**Work to be completed**
Put the item lines below into a JSON list of strings, one string per line and no blank lines, starting with the first line of the items and ending with the line that contains "172L94 155L84 119L13", both included.

■ ■ ■

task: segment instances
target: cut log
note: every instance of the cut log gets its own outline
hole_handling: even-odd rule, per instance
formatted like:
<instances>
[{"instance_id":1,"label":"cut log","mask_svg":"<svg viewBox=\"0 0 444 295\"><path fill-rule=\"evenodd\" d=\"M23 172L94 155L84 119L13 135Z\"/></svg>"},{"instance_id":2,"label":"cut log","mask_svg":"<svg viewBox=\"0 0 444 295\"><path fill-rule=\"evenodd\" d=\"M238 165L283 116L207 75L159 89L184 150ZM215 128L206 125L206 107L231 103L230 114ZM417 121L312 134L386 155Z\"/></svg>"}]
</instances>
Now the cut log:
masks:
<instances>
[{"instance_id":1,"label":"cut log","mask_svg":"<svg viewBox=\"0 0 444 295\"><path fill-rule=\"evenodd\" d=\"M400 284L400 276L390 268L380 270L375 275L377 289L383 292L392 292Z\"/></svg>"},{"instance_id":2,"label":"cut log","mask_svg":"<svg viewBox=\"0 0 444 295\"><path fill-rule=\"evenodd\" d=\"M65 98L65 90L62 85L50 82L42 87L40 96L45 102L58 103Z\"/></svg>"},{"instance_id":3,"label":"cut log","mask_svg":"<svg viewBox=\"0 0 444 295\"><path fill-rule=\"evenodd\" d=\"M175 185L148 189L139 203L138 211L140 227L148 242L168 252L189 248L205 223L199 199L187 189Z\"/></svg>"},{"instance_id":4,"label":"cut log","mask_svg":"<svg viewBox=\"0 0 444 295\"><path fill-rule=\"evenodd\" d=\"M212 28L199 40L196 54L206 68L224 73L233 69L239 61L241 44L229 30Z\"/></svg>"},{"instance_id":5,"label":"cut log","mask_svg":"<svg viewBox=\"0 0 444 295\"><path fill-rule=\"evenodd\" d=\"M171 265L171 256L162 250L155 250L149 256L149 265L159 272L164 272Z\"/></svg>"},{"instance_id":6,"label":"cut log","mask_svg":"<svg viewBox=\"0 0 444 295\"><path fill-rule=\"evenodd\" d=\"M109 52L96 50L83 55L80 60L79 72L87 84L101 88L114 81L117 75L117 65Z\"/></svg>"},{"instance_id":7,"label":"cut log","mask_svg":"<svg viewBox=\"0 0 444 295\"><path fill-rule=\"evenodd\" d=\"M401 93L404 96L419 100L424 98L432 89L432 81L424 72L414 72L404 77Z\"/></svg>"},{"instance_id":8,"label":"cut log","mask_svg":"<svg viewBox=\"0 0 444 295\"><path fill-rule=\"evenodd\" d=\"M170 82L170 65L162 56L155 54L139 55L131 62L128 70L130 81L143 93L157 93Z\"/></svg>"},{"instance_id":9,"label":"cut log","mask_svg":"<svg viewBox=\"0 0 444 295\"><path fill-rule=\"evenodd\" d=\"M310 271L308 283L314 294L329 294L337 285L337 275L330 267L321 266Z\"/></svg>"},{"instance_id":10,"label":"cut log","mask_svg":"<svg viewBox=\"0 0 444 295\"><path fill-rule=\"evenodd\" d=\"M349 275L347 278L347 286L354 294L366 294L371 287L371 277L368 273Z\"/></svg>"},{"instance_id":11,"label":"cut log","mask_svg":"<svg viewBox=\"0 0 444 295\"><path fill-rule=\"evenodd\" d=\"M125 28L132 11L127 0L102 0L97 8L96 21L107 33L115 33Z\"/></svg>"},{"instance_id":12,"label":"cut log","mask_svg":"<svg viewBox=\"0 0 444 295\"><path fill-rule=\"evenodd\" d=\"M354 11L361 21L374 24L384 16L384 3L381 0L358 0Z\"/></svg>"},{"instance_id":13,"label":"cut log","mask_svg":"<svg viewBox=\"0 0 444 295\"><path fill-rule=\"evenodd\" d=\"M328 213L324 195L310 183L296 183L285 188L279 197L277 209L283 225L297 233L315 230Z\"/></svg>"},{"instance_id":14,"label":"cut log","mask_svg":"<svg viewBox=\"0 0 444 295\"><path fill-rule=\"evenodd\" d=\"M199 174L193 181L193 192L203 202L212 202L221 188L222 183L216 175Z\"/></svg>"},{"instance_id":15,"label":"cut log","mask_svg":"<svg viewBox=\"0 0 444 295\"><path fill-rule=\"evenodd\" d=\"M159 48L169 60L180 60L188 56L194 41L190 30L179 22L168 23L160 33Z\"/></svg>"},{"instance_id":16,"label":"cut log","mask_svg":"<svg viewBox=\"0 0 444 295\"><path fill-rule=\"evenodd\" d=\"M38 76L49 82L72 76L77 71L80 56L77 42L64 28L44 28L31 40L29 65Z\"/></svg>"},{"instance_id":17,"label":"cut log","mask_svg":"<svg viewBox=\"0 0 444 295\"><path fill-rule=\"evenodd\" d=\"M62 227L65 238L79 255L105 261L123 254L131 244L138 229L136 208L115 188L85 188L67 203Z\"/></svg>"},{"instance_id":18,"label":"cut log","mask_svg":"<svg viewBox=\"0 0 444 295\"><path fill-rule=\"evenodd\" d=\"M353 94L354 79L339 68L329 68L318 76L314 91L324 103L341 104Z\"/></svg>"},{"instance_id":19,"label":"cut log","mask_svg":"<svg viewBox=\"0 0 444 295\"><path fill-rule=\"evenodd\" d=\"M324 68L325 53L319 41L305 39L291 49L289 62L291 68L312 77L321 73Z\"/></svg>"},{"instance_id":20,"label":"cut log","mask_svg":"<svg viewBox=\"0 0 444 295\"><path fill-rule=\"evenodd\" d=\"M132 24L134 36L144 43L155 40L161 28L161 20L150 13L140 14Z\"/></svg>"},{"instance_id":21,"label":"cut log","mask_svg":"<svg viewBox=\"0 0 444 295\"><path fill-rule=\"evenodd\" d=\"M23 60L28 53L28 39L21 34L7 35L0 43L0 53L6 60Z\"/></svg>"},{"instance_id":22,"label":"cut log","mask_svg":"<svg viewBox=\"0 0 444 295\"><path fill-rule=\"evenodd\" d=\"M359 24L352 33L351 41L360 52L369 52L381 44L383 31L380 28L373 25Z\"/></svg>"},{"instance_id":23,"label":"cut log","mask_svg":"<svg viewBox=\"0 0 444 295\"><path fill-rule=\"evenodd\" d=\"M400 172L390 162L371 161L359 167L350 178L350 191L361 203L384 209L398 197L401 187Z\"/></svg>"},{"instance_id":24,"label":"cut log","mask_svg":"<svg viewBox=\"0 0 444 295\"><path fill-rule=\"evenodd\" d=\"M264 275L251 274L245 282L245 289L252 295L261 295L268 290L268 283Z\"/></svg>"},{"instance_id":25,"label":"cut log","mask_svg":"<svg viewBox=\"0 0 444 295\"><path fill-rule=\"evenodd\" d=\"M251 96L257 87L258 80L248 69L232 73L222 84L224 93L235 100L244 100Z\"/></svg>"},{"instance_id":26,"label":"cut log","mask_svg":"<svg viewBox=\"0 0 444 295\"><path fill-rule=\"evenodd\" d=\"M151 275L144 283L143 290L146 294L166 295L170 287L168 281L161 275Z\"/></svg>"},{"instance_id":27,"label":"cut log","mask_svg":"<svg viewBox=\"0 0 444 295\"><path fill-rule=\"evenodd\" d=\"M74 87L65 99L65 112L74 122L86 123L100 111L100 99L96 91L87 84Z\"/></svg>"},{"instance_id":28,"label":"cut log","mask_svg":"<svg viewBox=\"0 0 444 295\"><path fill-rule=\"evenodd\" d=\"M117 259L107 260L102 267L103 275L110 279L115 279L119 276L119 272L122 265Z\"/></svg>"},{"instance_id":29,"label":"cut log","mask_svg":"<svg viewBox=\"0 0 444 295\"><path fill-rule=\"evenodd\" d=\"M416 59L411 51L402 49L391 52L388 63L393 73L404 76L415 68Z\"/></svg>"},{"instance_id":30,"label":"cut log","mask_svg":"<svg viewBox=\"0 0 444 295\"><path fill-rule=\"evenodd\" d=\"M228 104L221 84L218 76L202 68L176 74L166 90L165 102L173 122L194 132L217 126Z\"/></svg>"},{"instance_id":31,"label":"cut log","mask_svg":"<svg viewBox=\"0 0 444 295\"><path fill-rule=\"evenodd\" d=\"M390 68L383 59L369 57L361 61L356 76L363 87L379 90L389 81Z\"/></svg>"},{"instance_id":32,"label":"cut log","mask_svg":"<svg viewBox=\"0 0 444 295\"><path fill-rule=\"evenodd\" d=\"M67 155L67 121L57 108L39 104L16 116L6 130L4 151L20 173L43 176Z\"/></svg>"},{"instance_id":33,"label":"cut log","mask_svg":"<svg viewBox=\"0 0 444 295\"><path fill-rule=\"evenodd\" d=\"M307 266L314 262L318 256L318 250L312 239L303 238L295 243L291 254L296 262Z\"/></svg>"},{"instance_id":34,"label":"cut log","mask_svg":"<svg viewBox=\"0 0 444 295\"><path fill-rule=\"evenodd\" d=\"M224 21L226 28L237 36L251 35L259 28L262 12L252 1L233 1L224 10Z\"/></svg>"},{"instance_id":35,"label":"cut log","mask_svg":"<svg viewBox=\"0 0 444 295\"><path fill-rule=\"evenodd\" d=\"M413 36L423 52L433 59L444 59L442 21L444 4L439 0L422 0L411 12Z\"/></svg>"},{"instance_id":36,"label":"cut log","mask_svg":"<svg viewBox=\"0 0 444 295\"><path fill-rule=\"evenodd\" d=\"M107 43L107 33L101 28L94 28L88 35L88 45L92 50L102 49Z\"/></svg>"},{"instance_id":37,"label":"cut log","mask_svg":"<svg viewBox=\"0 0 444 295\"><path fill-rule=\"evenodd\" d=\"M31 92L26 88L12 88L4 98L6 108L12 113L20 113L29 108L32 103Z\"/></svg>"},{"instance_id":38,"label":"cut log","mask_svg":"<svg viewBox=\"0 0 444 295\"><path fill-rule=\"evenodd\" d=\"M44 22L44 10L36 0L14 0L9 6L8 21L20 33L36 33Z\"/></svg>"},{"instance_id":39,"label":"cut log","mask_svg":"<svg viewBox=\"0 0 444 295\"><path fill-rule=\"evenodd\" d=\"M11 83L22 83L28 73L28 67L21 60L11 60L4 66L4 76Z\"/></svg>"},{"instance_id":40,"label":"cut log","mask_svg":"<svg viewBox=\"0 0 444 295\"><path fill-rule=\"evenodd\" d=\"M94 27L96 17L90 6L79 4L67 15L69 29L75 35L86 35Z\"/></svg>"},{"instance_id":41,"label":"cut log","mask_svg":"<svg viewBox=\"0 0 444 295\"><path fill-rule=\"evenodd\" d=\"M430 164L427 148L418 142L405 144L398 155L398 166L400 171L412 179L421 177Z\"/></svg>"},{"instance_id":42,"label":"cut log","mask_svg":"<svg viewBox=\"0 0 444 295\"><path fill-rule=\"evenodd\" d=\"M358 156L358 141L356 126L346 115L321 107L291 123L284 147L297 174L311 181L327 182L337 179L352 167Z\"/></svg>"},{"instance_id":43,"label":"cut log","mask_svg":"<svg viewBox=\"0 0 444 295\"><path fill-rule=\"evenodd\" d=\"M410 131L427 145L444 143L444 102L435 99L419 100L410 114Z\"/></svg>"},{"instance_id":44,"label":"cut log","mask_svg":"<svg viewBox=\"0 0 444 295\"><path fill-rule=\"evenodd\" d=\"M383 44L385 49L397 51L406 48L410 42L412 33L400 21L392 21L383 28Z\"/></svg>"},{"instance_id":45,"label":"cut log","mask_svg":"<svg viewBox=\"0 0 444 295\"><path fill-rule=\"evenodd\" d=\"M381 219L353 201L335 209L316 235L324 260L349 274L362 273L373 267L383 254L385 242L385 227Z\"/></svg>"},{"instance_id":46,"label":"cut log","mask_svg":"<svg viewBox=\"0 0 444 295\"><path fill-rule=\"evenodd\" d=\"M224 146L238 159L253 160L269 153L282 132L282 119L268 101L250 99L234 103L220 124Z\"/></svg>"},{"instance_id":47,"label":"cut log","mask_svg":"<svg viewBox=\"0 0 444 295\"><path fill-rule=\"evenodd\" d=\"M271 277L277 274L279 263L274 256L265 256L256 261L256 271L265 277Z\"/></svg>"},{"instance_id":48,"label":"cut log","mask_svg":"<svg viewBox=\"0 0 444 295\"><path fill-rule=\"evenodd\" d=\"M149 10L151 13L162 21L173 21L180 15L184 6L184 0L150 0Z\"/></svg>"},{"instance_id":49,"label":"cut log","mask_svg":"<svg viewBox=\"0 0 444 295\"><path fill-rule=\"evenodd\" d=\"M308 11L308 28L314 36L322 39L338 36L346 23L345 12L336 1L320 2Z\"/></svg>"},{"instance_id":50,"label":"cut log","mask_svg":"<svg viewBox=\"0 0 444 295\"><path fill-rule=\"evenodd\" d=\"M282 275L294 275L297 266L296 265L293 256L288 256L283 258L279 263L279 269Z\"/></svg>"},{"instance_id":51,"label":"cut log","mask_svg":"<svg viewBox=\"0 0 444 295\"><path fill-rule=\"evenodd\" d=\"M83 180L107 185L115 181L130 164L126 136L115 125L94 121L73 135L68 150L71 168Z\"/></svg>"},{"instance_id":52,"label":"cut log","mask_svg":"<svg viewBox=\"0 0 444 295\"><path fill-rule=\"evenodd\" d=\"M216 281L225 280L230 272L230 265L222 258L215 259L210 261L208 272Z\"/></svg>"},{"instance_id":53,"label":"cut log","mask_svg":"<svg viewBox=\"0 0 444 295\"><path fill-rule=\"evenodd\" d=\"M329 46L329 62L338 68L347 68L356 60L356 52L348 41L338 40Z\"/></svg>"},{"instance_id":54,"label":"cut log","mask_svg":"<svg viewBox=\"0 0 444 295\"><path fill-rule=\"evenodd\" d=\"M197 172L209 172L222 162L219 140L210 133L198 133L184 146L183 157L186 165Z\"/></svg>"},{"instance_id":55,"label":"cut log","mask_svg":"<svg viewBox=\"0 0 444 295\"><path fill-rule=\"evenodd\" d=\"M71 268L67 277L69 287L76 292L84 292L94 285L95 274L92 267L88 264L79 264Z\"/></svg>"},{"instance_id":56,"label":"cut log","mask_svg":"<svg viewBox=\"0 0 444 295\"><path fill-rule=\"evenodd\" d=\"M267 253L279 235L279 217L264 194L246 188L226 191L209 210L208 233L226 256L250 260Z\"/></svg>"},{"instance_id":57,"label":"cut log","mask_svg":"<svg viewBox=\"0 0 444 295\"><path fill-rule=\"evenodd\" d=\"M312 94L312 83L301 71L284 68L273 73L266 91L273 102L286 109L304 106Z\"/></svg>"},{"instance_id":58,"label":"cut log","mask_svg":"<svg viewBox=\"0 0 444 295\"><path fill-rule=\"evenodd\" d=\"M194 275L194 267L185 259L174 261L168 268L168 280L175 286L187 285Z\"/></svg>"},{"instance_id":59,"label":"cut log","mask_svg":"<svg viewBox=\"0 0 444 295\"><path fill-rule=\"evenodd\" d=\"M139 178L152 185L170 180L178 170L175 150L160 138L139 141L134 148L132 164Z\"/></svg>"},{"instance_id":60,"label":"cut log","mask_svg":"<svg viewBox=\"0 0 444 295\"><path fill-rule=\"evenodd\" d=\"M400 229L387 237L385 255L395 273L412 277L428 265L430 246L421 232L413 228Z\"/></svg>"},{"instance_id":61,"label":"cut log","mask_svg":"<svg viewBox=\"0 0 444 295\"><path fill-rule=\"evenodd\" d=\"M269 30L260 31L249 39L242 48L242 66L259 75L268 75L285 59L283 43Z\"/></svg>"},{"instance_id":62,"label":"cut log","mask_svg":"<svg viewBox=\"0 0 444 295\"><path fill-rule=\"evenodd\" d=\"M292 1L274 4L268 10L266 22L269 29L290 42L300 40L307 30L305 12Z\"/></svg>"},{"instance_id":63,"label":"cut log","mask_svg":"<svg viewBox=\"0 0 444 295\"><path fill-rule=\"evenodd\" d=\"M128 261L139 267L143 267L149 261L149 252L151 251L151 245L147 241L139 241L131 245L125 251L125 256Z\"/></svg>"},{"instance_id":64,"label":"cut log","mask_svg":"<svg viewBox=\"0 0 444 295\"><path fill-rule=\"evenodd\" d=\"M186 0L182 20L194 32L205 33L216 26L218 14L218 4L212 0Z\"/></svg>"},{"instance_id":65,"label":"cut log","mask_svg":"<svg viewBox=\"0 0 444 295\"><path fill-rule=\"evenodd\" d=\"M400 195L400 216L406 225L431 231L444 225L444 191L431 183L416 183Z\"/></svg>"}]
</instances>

■ ■ ■

**Solution to this problem**
[
  "task: segment instances",
  "target: cut log",
  "note: every instance of the cut log gets its own outline",
  "hole_handling: even-odd rule, per instance",
  "formatted like:",
  "<instances>",
  "[{\"instance_id\":1,\"label\":\"cut log\",\"mask_svg\":\"<svg viewBox=\\\"0 0 444 295\\\"><path fill-rule=\\\"evenodd\\\" d=\\\"M23 172L94 155L84 119L13 135Z\\\"/></svg>\"},{\"instance_id\":2,\"label\":\"cut log\",\"mask_svg\":\"<svg viewBox=\\\"0 0 444 295\\\"><path fill-rule=\\\"evenodd\\\" d=\\\"M238 165L283 116L207 75L159 89L184 150ZM215 128L206 125L206 107L231 103L230 114ZM417 121L312 134L386 155Z\\\"/></svg>\"}]"
]